## Job item
Pull out every line of the records that contains the string "evenodd" and copy each such line. Case counts.

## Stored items
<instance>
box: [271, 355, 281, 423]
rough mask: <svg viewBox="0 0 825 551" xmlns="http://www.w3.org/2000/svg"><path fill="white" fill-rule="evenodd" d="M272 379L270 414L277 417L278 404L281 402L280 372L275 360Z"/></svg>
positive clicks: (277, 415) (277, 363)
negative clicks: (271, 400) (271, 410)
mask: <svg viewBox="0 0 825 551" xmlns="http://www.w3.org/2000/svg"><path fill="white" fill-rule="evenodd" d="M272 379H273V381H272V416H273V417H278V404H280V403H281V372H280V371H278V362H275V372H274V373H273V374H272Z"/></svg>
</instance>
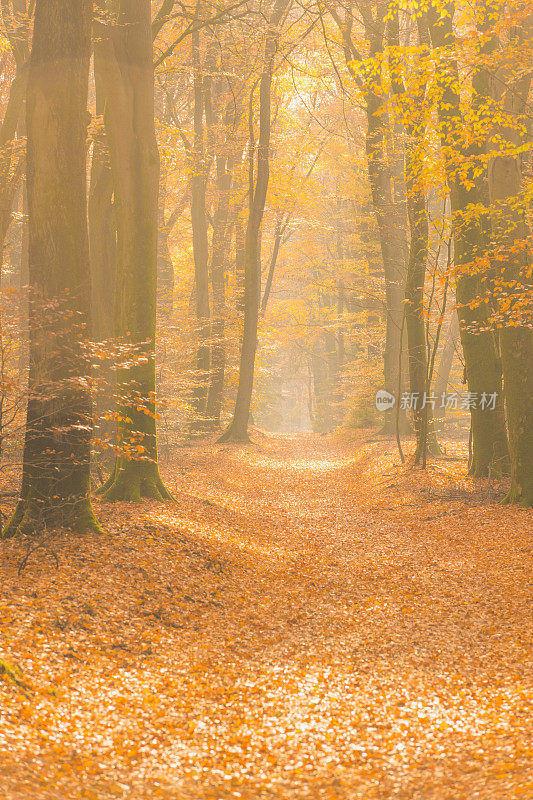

## Task output
rough mask: <svg viewBox="0 0 825 551" xmlns="http://www.w3.org/2000/svg"><path fill="white" fill-rule="evenodd" d="M272 379L270 414L277 417L278 404L281 402L280 372L275 360Z"/></svg>
mask: <svg viewBox="0 0 825 551" xmlns="http://www.w3.org/2000/svg"><path fill="white" fill-rule="evenodd" d="M272 379H273V381H272V416H273V417H278V404H280V403H281V372H280V371H278V362H275V372H274V373H273V374H272Z"/></svg>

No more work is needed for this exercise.